Natural-language object grounding data:
• • • •
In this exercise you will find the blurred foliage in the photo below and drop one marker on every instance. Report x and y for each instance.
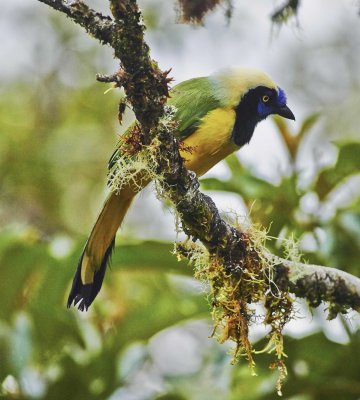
(145, 337)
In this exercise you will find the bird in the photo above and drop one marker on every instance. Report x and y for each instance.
(216, 116)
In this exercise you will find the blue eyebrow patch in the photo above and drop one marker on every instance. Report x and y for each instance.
(281, 100)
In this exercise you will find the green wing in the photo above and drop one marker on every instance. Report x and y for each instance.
(193, 100)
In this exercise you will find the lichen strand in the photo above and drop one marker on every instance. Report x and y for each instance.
(145, 85)
(233, 295)
(334, 291)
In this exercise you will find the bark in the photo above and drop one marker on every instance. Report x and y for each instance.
(146, 87)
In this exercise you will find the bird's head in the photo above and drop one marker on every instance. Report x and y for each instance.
(253, 96)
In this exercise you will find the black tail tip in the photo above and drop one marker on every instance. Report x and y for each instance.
(81, 300)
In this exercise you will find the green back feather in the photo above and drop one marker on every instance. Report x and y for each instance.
(193, 99)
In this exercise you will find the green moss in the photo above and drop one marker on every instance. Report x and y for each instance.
(233, 295)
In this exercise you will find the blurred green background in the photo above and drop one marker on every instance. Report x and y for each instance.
(146, 336)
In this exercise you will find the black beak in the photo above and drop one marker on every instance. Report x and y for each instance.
(285, 112)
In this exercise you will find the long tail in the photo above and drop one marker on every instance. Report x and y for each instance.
(98, 248)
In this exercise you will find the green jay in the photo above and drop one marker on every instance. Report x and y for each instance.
(217, 115)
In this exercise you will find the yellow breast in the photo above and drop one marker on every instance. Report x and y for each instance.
(211, 143)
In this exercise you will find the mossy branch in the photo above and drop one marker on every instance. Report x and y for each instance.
(146, 87)
(240, 271)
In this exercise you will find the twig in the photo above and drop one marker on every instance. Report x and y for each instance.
(146, 87)
(96, 24)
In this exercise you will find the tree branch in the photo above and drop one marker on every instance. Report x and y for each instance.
(146, 87)
(317, 283)
(96, 24)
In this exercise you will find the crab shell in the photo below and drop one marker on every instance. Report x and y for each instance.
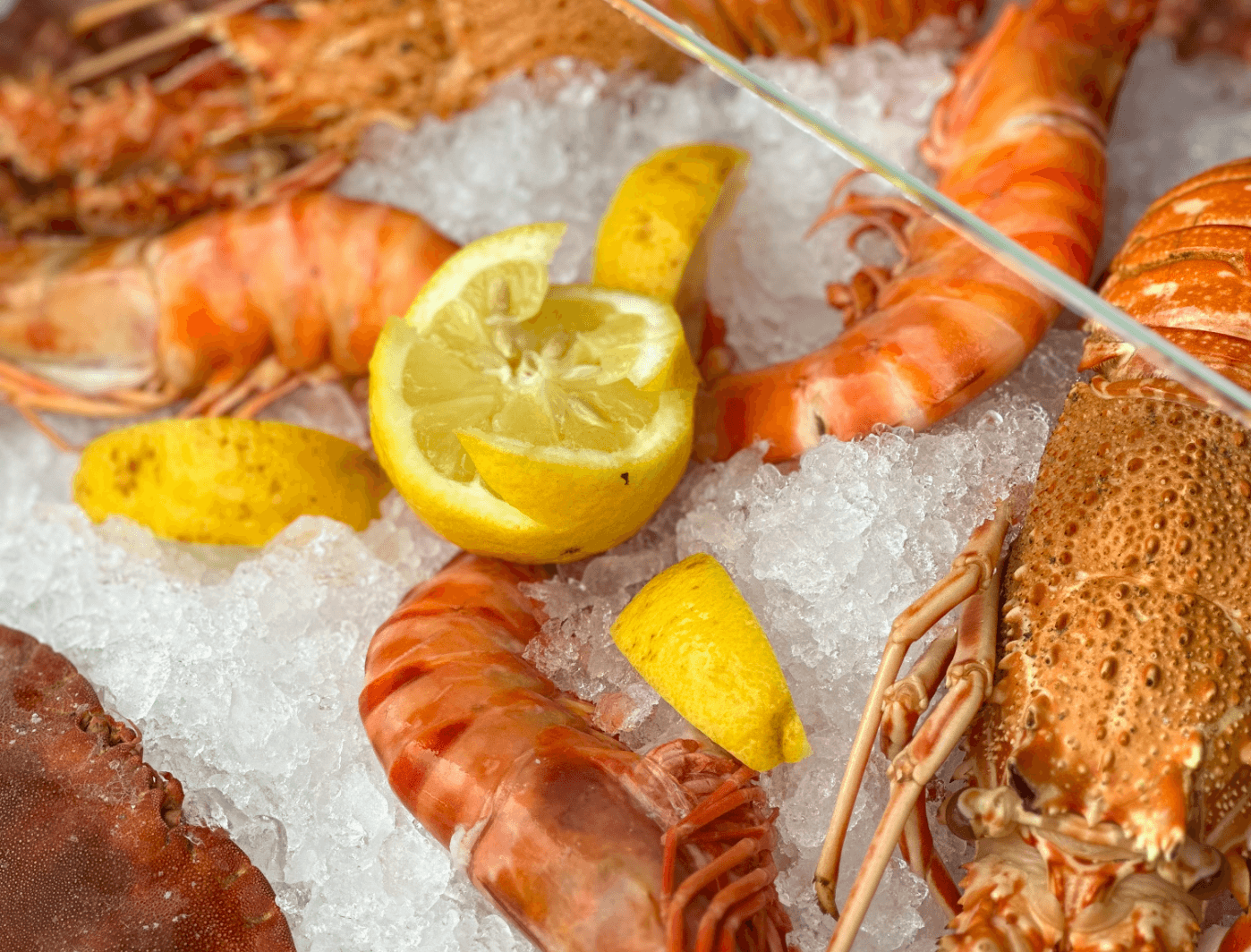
(94, 851)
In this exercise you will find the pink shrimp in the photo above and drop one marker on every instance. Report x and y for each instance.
(234, 308)
(1021, 143)
(581, 842)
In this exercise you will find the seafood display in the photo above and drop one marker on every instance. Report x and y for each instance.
(1020, 141)
(1106, 772)
(806, 28)
(97, 851)
(236, 307)
(579, 841)
(245, 666)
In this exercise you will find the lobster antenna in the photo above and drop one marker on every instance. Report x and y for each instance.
(91, 16)
(119, 56)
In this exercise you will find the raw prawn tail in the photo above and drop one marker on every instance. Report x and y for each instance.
(575, 838)
(234, 308)
(804, 28)
(1185, 272)
(1020, 141)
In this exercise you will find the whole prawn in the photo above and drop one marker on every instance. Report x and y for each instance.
(581, 842)
(806, 28)
(1020, 140)
(1103, 697)
(234, 308)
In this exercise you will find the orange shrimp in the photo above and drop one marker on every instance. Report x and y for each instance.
(1020, 141)
(575, 838)
(236, 308)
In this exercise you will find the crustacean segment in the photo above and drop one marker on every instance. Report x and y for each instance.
(1020, 141)
(583, 844)
(1109, 763)
(95, 851)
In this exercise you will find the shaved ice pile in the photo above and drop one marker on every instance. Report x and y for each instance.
(243, 668)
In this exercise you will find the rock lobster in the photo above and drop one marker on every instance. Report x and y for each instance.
(95, 851)
(584, 845)
(197, 310)
(1103, 696)
(1020, 141)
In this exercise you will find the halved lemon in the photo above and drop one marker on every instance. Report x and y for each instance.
(654, 236)
(532, 423)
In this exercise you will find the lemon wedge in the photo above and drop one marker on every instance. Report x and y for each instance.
(654, 236)
(692, 635)
(525, 421)
(226, 481)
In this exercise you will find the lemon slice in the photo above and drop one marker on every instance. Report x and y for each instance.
(226, 480)
(692, 635)
(654, 236)
(532, 423)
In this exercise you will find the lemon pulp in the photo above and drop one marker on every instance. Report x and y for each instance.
(530, 421)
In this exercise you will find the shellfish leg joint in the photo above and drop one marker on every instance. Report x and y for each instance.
(94, 847)
(1109, 769)
(581, 842)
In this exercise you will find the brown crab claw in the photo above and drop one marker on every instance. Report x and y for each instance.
(94, 851)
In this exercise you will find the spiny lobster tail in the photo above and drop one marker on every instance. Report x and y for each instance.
(1187, 273)
(1016, 901)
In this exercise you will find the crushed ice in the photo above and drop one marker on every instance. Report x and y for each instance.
(243, 667)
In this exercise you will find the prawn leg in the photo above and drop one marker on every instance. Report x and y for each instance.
(968, 678)
(972, 574)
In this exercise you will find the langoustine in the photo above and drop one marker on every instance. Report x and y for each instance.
(234, 308)
(1020, 141)
(1103, 696)
(579, 841)
(97, 854)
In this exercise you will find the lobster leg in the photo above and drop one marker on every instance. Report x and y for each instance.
(968, 679)
(1238, 937)
(905, 702)
(971, 571)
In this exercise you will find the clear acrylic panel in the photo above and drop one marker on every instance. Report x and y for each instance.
(1046, 276)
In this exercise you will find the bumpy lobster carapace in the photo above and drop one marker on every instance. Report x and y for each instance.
(1020, 141)
(95, 852)
(1105, 698)
(584, 845)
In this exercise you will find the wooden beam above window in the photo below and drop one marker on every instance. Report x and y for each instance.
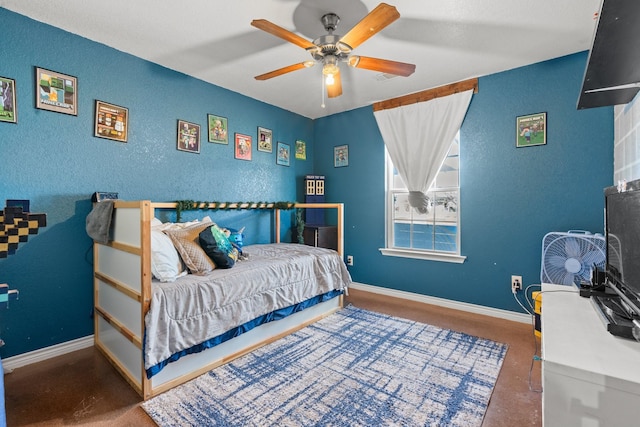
(427, 95)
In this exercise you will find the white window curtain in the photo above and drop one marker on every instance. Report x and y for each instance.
(418, 137)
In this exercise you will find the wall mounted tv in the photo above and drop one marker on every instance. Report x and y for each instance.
(622, 229)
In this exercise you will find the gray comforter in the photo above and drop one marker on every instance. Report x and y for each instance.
(194, 308)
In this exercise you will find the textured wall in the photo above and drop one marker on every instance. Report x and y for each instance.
(627, 146)
(510, 197)
(55, 161)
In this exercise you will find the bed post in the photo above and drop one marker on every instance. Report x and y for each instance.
(146, 214)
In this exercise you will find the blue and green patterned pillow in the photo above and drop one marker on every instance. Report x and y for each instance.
(218, 247)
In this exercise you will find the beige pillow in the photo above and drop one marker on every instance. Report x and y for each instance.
(186, 242)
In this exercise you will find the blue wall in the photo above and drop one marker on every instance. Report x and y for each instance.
(55, 161)
(510, 197)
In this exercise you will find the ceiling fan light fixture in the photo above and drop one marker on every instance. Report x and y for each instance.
(330, 66)
(329, 80)
(353, 61)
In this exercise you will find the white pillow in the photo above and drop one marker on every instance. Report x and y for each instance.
(166, 264)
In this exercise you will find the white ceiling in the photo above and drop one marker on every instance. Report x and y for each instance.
(448, 40)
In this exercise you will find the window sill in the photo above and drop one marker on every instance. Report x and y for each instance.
(430, 256)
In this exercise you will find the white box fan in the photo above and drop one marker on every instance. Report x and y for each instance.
(569, 257)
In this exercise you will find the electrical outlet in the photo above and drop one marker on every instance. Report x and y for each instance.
(516, 283)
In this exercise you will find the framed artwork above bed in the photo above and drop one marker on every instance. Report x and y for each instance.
(56, 92)
(218, 129)
(265, 136)
(242, 147)
(111, 122)
(188, 137)
(283, 154)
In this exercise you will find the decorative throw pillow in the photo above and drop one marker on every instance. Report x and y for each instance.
(235, 236)
(216, 245)
(186, 242)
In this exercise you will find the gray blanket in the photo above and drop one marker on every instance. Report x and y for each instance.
(194, 308)
(99, 221)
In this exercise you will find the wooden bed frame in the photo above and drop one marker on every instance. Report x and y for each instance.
(122, 294)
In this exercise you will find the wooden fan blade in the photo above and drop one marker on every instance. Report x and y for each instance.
(374, 22)
(278, 31)
(382, 65)
(335, 89)
(283, 70)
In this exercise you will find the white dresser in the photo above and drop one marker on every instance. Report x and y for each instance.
(590, 378)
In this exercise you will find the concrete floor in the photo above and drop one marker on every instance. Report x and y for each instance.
(81, 388)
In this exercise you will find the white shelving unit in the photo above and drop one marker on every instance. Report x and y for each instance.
(590, 378)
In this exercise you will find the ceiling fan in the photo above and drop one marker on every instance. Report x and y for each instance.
(331, 49)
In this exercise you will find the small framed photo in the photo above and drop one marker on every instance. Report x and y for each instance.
(111, 122)
(531, 130)
(218, 129)
(56, 92)
(265, 136)
(243, 147)
(188, 137)
(283, 154)
(8, 108)
(340, 156)
(301, 150)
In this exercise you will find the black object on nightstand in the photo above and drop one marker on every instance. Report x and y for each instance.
(322, 236)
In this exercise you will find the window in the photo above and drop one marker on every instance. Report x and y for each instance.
(433, 235)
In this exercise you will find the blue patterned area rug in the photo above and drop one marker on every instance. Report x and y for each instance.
(353, 368)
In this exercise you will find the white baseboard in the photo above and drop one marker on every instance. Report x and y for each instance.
(463, 306)
(14, 362)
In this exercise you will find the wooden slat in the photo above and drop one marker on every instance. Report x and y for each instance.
(126, 332)
(427, 95)
(119, 367)
(121, 287)
(147, 212)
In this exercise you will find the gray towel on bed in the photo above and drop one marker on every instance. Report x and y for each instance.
(99, 221)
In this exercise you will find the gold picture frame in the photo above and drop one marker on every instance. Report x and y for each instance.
(111, 121)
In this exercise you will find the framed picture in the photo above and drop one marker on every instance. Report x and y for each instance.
(218, 129)
(188, 137)
(301, 150)
(243, 147)
(111, 122)
(340, 156)
(265, 136)
(531, 130)
(283, 154)
(8, 108)
(56, 92)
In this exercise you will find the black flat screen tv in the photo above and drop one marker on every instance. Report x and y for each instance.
(622, 230)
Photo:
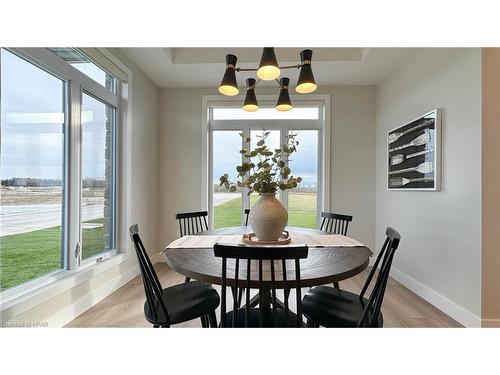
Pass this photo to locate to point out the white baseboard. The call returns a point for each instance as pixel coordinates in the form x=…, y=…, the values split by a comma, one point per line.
x=490, y=323
x=461, y=315
x=67, y=314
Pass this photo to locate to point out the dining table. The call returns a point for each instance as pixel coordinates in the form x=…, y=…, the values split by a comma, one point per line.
x=323, y=265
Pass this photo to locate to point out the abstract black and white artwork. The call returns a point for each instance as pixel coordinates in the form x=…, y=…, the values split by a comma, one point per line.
x=414, y=159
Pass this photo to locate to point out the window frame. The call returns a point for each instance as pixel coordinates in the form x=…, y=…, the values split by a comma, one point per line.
x=322, y=124
x=76, y=83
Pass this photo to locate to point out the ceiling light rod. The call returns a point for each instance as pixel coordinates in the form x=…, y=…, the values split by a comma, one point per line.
x=268, y=70
x=297, y=66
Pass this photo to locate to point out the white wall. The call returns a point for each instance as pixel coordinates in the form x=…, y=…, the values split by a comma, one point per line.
x=440, y=251
x=59, y=305
x=352, y=168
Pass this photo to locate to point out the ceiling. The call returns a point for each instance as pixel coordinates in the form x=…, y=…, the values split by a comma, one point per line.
x=204, y=67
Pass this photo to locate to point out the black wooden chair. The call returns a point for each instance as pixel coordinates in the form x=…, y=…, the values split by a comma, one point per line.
x=176, y=304
x=247, y=214
x=260, y=258
x=335, y=223
x=331, y=307
x=192, y=223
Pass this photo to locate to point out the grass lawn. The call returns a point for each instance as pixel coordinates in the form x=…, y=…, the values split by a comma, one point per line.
x=27, y=256
x=301, y=211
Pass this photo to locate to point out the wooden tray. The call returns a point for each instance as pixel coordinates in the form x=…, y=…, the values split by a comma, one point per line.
x=252, y=239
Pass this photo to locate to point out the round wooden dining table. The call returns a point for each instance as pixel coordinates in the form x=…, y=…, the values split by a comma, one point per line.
x=323, y=265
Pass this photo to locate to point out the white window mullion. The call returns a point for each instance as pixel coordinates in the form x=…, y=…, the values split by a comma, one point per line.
x=245, y=203
x=74, y=180
x=283, y=194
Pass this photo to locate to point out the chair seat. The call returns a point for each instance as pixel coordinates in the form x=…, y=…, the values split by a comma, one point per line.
x=268, y=318
x=184, y=302
x=332, y=307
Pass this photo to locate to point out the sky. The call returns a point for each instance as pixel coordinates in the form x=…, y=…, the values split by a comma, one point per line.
x=227, y=145
x=32, y=116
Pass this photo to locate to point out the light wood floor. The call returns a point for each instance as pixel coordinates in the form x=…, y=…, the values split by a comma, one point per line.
x=124, y=308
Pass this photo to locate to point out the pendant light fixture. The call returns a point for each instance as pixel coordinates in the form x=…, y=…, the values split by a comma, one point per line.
x=268, y=67
x=284, y=102
x=306, y=83
x=250, y=104
x=268, y=70
x=228, y=85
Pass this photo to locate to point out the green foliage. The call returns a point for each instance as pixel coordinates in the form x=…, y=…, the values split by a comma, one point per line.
x=269, y=172
x=27, y=256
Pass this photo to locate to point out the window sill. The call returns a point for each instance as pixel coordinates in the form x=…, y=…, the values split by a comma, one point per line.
x=16, y=302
• • • •
§ **Work task**:
Exactly as written, give the line containing "Pass this photo to locate to point out the window sill." and all remaining lines of the records.

§ **Solution**:
Pass this photo to locate to point out the window sill. The call returns a point for each instance as pixel coordinates in the form x=…, y=…, the values split by a comma, one point per line.
x=16, y=302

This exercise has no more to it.